Problem to work on: Set down all of the material below word for word, leaving out the pictures.

Stored data:
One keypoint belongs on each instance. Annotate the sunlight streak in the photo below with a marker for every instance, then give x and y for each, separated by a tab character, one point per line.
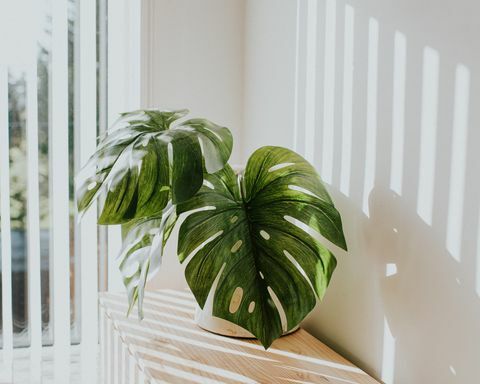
477	272
398	111
329	91
428	138
371	134
458	162
388	360
310	81
348	50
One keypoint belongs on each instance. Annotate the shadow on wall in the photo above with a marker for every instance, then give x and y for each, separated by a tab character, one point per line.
395	95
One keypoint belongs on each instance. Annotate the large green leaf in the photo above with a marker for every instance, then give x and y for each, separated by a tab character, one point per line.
251	235
141	255
144	161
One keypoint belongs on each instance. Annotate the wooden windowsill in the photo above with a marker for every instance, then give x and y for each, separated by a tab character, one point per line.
168	347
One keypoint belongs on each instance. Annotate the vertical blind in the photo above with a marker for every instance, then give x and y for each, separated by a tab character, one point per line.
59	62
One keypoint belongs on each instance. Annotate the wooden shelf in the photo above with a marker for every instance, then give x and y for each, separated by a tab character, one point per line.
168	347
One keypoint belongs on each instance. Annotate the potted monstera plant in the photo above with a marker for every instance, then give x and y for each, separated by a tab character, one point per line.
249	238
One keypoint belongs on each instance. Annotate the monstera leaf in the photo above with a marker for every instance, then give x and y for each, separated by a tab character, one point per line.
144	161
142	252
252	240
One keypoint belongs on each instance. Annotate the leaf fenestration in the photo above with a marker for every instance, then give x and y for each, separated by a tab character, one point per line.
247	227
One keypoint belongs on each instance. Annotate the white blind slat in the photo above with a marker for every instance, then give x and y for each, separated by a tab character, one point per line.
33	218
88	228
6	248
60	252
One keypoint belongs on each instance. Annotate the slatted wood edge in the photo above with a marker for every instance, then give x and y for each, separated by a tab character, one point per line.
168	347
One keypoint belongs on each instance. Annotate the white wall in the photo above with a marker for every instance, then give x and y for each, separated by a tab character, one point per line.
192	57
404	301
381	96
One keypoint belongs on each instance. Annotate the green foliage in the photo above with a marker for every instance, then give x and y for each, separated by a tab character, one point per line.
256	233
247	232
145	161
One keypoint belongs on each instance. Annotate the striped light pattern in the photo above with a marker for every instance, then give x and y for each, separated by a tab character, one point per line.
73	286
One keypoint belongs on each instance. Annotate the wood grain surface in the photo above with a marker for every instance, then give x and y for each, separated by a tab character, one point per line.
168	347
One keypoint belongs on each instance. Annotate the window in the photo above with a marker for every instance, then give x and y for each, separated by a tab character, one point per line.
53	104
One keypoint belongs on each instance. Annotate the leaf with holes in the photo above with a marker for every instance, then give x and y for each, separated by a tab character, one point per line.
141	255
253	238
144	162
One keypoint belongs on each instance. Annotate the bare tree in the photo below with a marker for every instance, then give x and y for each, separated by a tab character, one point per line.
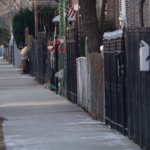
141	5
90	23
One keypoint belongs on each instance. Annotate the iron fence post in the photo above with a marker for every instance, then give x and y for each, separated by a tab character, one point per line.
56	67
88	76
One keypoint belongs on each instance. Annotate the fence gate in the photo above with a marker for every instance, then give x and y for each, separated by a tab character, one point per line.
138	88
72	54
115	114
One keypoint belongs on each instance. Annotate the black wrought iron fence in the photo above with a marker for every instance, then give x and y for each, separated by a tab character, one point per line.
127	98
38	59
72	54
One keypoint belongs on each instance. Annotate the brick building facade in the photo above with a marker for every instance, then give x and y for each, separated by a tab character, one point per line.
121	8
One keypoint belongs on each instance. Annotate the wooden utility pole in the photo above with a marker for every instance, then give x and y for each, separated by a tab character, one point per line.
36	18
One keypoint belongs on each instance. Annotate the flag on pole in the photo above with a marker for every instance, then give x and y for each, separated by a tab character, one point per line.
71	12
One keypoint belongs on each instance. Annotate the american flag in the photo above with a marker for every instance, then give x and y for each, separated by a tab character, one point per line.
71	12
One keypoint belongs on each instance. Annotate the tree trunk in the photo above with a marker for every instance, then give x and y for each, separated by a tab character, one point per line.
141	4
90	23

Written answer:
One keypoint belongs on each instance. Annotate the sunlight streak in the photo below with a marker for every instance, then give x and y for each, separated by a tab character, one point per line.
477	272
398	111
329	91
428	138
371	134
458	162
388	360
310	81
348	50
One keypoint belongs on each instance. Annotate the shadow on wall in the photo above with a marker for every instance, then give x and y for each, separated by a tab character, one point per line.
395	95
One keypoint belongs on each instance. Annotate the large green leaf in the photo above with a marker for every instance, then give x and y for each, separated by a tab character, one point per line.
251	235
141	255
144	161
One keypoint belongs on each instance. Annotate the wooden windowsill in the photo above with a marker for every instance, then give x and y for each, separated by a tab character, one point per line.
168	347
One keypoint belongs on each instance. Annotate the vertical blind in the photo above with a marker for every instance, then give x and y for each, separated by a tab character, one point per line.
59	62
One keypoint belongs on each instance. Annotate the wooden shelf in the photo above with a marker for every instance, then give x and y for each, separated by a tab character, one point per line.
168	347
One keypoint belongs on each instance. Annotate the potted monstera plant in the photo above with a marker for every instance, then give x and y for each, separated by a tab character, one point per line.
249	238
One keypoint belongs on each instance. Annotate the monstera leaf in the photo above with a marker for every instance, then give x and y for each, separated by a tab character, one point per line.
144	161
142	252
252	240
One keypoint belongs on each instance. Annotate the leaf fenestration in the photo above with a marker for every instance, then give x and y for each, separated by a tab character, one point per line.
247	227
One keypoint belongs on each instance. Annotate the white blind slat in the photo above with a marker for every instance, then give x and y for each, separated by a tab character, one point per line.
33	218
88	228
6	248
60	252
One keypoint belongs on each instance. Annotate the slatted wood edge in the photo above with a marker for every instance, then give x and y for each, separated by a tab character, one point per line.
168	347
One keypoint belongs on each instance. Annotate the white wall in the photo above with a marker for every instance, then give x and y for each, separated by a tab character, one point per line.
192	57
404	301
381	96
One keypoint belongs on each instance. Annotate the green foliage in the photo above with a marker for every instance, then give x and y for each, separated by a tab character, one point per line.
256	233
247	232
145	161
One keypoint belongs on each instance. Annotate the striped light pattern in the photo above with a marker for every instance, then give x and y for each, separated by a tab character, one point per line.
73	286
One keypoint belongs on each instance. Annotate the wood grain surface in the photo above with a marker for every instance, then give x and y for each, separated by a tab character, one point per line.
168	347
One keypoint belongs on each instance. Annotate the window in the photo above with a marker for every instance, then give x and y for each, separated by a tab character, one point per line.
53	104
One keypoint belongs on each instance. Annotate the leaf with holes in the photo above with a marker for every instance, then give x and y for each, separated by a tab character, one point per line.
141	255
253	238
144	162
One keypoint belongs on each instance. Annotate the bare tree in the photo below with a marker for every instance, then give x and y for each, separated by a tab character, one point per line.
141	5
90	23
One keypoint belongs on each instance. Annotate the iron fence post in the photo above with a marker for every instance, then give x and y for each, separated by a tab character, one point per line.
56	67
88	76
One keypoint belongs on each instance. Annotate the fence gate in the photo above with a marker for every instance, then give x and y for each, separated by a tab character, one point per line.
138	88
72	54
115	114
One keypoint belongs on each instance. Annotate the black wrought iron fence in the photo above with a marker for every instance, then give x and y for each, separated by a tab character, one point per line.
127	98
38	59
72	54
One keypoint belongs on each instance. Annotate the brick building facade in the photo above with a marker for every instance, then give x and y for each, separated by a tab character, one point per line.
121	8
One keypoint belongs on each instance. Annotate the wooden utility pole in the photo above with a marker for every instance, then give x and y for each, separated by a tab character, one point per line.
36	18
One keypoint belongs on each instance. Annotate the flag on pole in the photo above with a marker for every instance, then give x and y for each, separated by a tab character, one point per line.
71	12
One keypoint belongs on each instance. Annotate the american flag in the photo above with a marker for every instance, then give x and y for each, separated by a tab character, one point per line.
71	12
One keypoint belongs on each instance. Annotate the tree trunk in the photo above with a marker for every instance, then give x and y for each, separated by a tab character, one point per line.
141	4
90	23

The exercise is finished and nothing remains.